## [WORK REQUIRED]
I'd like the number of lines in the material below that include the word "more", written with no other text.

## [SUPPLIED RECORDS]

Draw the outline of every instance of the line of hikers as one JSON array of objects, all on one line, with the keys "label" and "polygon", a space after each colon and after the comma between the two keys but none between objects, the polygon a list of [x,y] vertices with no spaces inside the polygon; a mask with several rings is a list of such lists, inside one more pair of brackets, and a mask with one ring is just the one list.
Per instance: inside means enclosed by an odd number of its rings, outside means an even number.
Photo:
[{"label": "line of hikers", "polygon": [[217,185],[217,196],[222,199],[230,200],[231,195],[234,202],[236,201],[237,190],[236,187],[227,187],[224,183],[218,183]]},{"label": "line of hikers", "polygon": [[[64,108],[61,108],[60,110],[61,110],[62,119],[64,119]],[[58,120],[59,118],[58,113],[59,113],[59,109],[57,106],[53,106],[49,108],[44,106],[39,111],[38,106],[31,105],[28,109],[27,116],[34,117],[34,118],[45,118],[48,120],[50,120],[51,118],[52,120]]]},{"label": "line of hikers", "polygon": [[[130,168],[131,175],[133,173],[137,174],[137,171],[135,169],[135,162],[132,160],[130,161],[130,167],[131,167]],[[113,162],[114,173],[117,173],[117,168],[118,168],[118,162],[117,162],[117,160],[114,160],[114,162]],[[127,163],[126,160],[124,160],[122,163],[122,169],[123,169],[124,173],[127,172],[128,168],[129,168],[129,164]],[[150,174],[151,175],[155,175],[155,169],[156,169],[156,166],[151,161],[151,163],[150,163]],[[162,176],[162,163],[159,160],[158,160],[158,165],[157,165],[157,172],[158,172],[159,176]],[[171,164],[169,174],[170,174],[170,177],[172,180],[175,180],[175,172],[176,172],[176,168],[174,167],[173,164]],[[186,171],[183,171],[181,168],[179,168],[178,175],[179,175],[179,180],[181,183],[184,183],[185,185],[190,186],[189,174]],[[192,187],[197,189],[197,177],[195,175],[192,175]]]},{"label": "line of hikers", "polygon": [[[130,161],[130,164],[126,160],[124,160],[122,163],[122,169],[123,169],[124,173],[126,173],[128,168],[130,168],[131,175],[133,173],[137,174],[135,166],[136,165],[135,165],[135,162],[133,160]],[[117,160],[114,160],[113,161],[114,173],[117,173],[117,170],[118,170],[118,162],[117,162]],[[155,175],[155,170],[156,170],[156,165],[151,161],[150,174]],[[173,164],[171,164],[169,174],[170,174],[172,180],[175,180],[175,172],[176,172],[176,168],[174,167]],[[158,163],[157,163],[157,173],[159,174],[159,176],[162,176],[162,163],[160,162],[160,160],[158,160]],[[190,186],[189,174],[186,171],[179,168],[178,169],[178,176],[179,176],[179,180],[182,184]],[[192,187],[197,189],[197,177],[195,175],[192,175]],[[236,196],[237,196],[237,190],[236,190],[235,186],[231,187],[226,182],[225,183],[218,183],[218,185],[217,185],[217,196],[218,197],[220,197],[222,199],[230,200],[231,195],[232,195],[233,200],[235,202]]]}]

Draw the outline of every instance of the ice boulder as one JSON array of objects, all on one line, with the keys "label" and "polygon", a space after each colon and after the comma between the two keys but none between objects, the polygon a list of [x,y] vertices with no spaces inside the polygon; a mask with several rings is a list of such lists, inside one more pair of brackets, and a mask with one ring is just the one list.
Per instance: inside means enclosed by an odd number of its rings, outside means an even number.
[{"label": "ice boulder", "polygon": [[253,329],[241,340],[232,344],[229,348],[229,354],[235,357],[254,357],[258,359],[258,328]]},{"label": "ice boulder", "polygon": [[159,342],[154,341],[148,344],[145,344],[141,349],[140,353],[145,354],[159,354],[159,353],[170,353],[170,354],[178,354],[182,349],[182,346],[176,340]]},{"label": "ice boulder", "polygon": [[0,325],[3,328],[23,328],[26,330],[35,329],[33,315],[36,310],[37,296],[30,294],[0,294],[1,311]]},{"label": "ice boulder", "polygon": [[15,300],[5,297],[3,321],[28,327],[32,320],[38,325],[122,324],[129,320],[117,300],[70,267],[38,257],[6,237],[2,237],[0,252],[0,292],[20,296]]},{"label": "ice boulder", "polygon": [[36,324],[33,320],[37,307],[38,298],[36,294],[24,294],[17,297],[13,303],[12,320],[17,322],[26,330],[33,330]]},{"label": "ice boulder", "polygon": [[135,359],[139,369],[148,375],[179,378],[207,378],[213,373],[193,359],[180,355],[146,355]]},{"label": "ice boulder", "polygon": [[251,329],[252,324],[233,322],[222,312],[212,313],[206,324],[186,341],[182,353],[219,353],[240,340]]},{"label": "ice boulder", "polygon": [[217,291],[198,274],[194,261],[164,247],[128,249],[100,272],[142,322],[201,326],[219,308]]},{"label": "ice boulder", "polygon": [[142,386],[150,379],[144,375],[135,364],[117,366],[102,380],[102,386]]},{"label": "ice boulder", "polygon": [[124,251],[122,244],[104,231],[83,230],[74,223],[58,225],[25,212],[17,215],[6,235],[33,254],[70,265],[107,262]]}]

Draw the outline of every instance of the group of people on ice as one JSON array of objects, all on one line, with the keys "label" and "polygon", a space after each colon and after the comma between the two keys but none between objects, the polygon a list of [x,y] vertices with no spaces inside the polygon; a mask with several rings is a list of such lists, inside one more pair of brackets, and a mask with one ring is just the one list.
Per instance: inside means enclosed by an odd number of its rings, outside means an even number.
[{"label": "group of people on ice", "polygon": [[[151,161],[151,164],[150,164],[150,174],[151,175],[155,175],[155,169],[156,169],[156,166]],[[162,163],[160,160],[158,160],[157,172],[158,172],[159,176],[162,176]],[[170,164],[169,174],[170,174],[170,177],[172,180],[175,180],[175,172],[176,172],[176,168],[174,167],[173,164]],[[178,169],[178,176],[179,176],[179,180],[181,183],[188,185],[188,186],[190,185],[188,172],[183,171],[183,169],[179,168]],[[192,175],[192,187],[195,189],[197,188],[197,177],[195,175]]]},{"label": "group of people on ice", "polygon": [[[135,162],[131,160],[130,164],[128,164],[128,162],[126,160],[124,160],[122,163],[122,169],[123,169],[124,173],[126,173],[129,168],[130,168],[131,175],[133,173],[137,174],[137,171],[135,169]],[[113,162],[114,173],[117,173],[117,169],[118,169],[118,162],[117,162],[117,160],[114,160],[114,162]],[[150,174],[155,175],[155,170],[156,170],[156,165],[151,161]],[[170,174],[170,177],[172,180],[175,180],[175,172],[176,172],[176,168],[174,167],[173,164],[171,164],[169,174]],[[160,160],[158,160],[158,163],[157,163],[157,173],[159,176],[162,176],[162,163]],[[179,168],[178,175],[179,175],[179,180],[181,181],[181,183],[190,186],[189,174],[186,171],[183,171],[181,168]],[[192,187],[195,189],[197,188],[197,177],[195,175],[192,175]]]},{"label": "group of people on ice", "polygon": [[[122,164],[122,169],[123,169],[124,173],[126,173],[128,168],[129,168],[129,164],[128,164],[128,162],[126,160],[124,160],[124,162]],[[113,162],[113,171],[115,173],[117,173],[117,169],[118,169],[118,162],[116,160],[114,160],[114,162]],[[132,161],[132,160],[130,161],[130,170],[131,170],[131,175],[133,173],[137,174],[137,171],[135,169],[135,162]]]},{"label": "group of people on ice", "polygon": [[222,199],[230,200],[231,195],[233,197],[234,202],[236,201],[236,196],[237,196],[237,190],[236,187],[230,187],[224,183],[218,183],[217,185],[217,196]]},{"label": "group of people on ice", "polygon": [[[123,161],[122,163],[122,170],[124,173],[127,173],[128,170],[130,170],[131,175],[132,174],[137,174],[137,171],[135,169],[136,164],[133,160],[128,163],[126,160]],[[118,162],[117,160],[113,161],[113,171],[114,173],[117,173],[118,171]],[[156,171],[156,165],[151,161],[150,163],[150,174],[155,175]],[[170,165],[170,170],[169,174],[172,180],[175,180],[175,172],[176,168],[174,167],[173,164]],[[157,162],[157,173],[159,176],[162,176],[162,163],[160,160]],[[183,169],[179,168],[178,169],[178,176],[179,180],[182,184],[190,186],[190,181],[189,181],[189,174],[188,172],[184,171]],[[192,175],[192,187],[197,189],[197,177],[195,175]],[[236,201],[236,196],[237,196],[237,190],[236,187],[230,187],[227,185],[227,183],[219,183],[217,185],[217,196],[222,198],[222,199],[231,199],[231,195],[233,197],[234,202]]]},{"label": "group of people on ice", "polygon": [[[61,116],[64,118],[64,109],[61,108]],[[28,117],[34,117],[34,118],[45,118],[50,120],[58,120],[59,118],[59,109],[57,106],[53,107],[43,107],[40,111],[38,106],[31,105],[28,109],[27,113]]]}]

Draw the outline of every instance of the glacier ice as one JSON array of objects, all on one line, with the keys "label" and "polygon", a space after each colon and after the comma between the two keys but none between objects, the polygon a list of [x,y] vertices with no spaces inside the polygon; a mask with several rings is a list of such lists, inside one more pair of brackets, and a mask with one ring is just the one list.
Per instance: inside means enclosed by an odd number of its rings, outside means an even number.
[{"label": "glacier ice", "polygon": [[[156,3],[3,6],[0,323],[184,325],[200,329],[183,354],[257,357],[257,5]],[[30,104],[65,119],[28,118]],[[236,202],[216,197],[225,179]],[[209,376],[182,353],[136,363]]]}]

## [RESULT FOR THIS TASK]
4